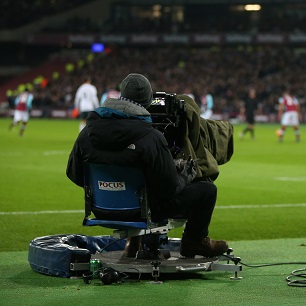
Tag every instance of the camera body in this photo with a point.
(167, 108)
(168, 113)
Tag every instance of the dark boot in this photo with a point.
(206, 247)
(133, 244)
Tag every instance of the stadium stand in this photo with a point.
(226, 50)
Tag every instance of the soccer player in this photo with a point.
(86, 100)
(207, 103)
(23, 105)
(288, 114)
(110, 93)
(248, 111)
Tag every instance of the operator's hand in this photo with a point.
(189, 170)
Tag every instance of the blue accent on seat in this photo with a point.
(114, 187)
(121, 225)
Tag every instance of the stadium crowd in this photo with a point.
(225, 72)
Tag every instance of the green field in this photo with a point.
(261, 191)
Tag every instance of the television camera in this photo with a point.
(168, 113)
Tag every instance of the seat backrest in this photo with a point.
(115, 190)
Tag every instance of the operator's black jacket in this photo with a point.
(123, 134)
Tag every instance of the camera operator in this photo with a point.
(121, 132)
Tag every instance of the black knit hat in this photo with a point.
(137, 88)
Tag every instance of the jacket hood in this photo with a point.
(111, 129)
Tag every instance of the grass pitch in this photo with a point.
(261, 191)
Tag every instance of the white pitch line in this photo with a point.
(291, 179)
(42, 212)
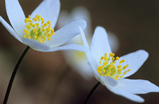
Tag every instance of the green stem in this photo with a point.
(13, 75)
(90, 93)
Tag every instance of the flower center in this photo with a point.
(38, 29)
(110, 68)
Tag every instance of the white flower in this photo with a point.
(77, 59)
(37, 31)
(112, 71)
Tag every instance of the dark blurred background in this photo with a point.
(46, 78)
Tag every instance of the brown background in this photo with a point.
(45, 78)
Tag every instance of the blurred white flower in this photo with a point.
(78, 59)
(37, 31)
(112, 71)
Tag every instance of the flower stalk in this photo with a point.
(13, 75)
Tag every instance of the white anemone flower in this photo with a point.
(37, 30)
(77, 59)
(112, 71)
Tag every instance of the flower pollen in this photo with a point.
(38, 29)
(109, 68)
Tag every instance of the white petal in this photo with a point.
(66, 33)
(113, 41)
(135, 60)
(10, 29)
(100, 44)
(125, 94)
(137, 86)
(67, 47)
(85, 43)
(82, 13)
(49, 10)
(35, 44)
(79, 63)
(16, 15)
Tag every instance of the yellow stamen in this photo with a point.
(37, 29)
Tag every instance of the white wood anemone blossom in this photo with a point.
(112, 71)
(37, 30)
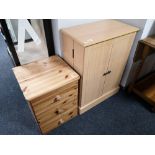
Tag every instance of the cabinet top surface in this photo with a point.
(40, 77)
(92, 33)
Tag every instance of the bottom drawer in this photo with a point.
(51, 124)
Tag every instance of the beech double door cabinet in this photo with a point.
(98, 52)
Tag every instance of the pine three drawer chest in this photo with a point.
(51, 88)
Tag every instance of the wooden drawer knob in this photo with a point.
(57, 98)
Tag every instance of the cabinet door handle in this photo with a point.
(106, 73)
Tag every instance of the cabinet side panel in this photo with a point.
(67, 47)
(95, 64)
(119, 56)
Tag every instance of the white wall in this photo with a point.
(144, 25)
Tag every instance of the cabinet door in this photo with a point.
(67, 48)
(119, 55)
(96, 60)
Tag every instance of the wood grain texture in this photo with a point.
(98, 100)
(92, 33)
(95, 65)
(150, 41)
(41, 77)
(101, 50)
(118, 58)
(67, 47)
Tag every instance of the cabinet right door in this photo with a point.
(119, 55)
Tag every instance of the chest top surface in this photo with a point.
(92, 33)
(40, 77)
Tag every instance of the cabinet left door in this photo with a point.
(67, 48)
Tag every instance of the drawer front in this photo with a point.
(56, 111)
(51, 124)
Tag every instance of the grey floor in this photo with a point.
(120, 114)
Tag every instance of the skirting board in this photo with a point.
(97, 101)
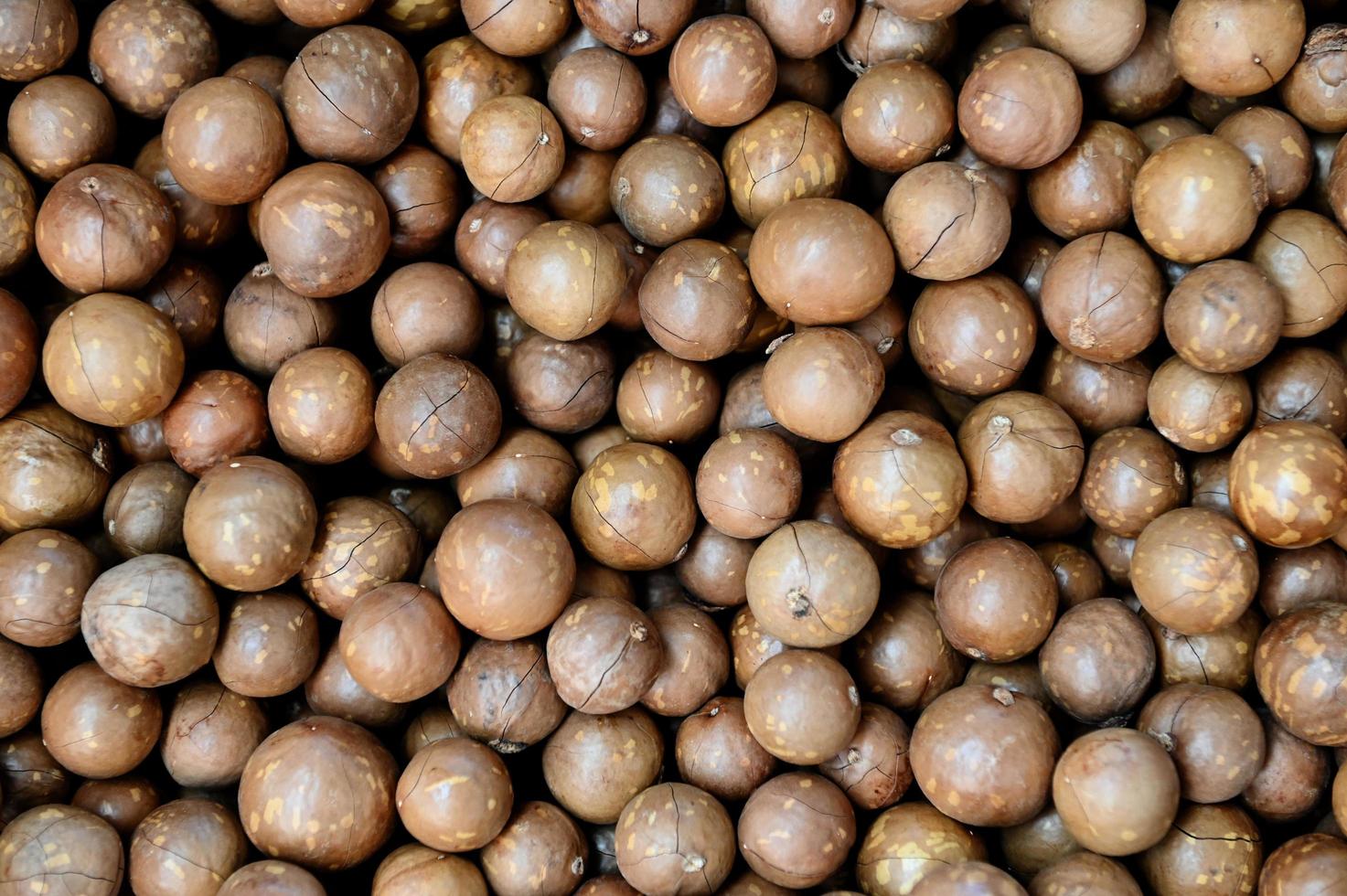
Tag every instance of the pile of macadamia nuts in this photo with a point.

**To be done**: Every record is to be reproduced exactly, with no pictures included.

**Exercise output**:
Tag every instance of the camera body in this photo with a point.
(167, 108)
(168, 113)
Tag every instance of the dark boot in this photo with a point.
(206, 247)
(133, 244)
Tag every instance of the stadium stand in this photo with a point.
(226, 50)
Tag every instance of the soccer player in this photo with a point.
(86, 100)
(207, 103)
(23, 105)
(288, 114)
(110, 93)
(248, 111)
Tag every instance of the operator's hand in this photo with a point.
(189, 170)
Tag every instance of the blue accent on seat in this photo with a point.
(114, 187)
(121, 225)
Tag every instance of the stadium crowd in this photo with a point.
(225, 72)
Tag every instance of the green field in this photo with a point.
(261, 191)
Tag every instance of the television camera in this photo with a point.
(168, 113)
Tag every instance of the seat backrest in this photo with a point.
(115, 190)
Tag every instance of the operator's black jacket in this photo with a point.
(123, 134)
Tag every instance of the camera operator in this photo with a point.
(121, 132)
Tag every instance of the black knit hat in this photo with a point.
(137, 88)
Tag every instance of the jacket hood in this photo with a point.
(111, 129)
Tag every instance of the grass pitch in this photo with a point.
(261, 191)
Tag every instance of the white pitch line in this photo with a point.
(291, 179)
(42, 212)
Tag every instance of the green stem in this photo with a point.
(13, 75)
(90, 93)
Tag every instance of the flower center in this photo with a point.
(38, 29)
(110, 68)
Tag every instance of the white flower in this photo with a point.
(77, 59)
(37, 31)
(112, 71)
Tag every instance of the dark blurred background in this photo with a point.
(46, 78)
Tag every instance of the brown background in this photo with a point.
(45, 78)
Tag every instance of the blurred white flower in this photo with a point.
(78, 59)
(37, 31)
(112, 71)
Tag every instance of the flower stalk in this photo with a point.
(13, 75)
Tag every instance of the white anemone flower in this photo with a point.
(37, 30)
(77, 59)
(112, 71)
Tag every instance of the flower pollen in this photo with a point.
(38, 29)
(109, 68)
Tag every instance of the white petal in this photo with a point.
(66, 33)
(113, 41)
(135, 60)
(10, 29)
(100, 44)
(125, 94)
(137, 86)
(67, 47)
(85, 43)
(82, 13)
(49, 10)
(35, 44)
(79, 63)
(16, 15)
Tag every instance of the yellow stamen in this photo with a point.
(37, 29)
Tag every instance of the white wood anemone blossom in this photo with a point.
(112, 71)
(37, 30)
Tag every instance of the cabinet top surface in this photo with a point.
(40, 77)
(92, 33)
Tag every instance of the bottom drawer in this photo with a point.
(51, 124)
Tag every instance of the beech double door cabinet in this photo with a point.
(98, 52)
Tag every instance of the pine three drawer chest in this photo with a point.
(51, 88)
Tag every instance of the wooden drawer knob in this photo with a point.
(57, 98)
Tag every instance of the cabinet door handle in this photo with a point.
(106, 73)
Tag every instance of the cabinet side panel in this photo with a point.
(67, 47)
(95, 64)
(119, 56)
Tag every instance of the white wall in this photo with a point.
(144, 25)
Tag every instance of the cabinet door in this photo with a point.
(67, 48)
(119, 55)
(96, 60)
Tag every instance of the wood grain texture in this photo with a point.
(98, 100)
(92, 33)
(95, 65)
(150, 41)
(41, 77)
(101, 50)
(118, 58)
(67, 47)
Tag every instance of the cabinet right door in this photo with a point.
(119, 55)
Tag every instance of the chest top surface in this photo with a point.
(92, 33)
(40, 77)
Tag every instance of the cabinet left door in this photo with a point.
(67, 48)
Tag every instance of the drawer front in this photo with a point.
(56, 111)
(51, 124)
Tag every instance of the grey floor in this photo with a point.
(120, 114)
Tag every instance of the skirting board in this photo with a point.
(97, 101)
Tag every instance of the pile of macadamia nuts in this photo with a point.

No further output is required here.